__Text segment__.

The Merinid Tombs.
After escaping from the attentions of the Chouwara Tannery touts, I made my way north out of the Medina through Acces Bin Bakr, left onto the main circular highway Abu Bakr Ibn al Arabe and after a long hike in the hot sun arrived at the fifteenth century Merinid Necropolis, it was a steep climb straight up the hillside Al Qolla from the main road but worthwhile for the impressive view of the city below, my guide book warned of the possible presence of petty thieves, but there was only one old man who appeared from a plantation of olive trees carrying a pile of kelim rugs draped over his shoulder and intent of selling me one or more, but when I showed no interest he disappeared back to his afternoon siesta in the shade of the trees.
The remains of the burial site are very dilapidated but surprisingly still standing after six hundred years, In medieval times overcrowding and poor sanitary conditions in the Medinas were the cause of many diseases including leprosy, the area around the tombs and beyond is dotted with caves where outcast lepers banished from the city were compelled to exist.
An interesting afternoon's visit and change of scenery from the Medina.....
- Historical Travel
The Fes Tanneries.
The Chouwara Tanneries in Fes el Bali Medina are a big tourist attraction, the colourful vats are much-photographed and postcards are on sale everywhere. However, most tourists prefer to get their own pictures to add to their travel collections and want to visit the everyday industrial site, this has led to the unwelcome presence of greedy touts offering guide services for "best photo, good price!"

__Records provided__.

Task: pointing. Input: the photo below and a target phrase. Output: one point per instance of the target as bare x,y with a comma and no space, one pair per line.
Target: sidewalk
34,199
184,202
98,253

__What to do__. Reproduce the passage of the travel text on Fes word for word, beginning at the words "The remains of" and ending after "compelled to exist.". The rows have nothing to do with this exercise.

__Solution for this task__.
The remains of the burial site are very dilapidated but surprisingly still standing after six hundred years, In medieval times overcrowding and poor sanitary conditions in the Medinas were the cause of many diseases including leprosy, the area around the tombs and beyond is dotted with caves where outcast lepers banished from the city were compelled to exist.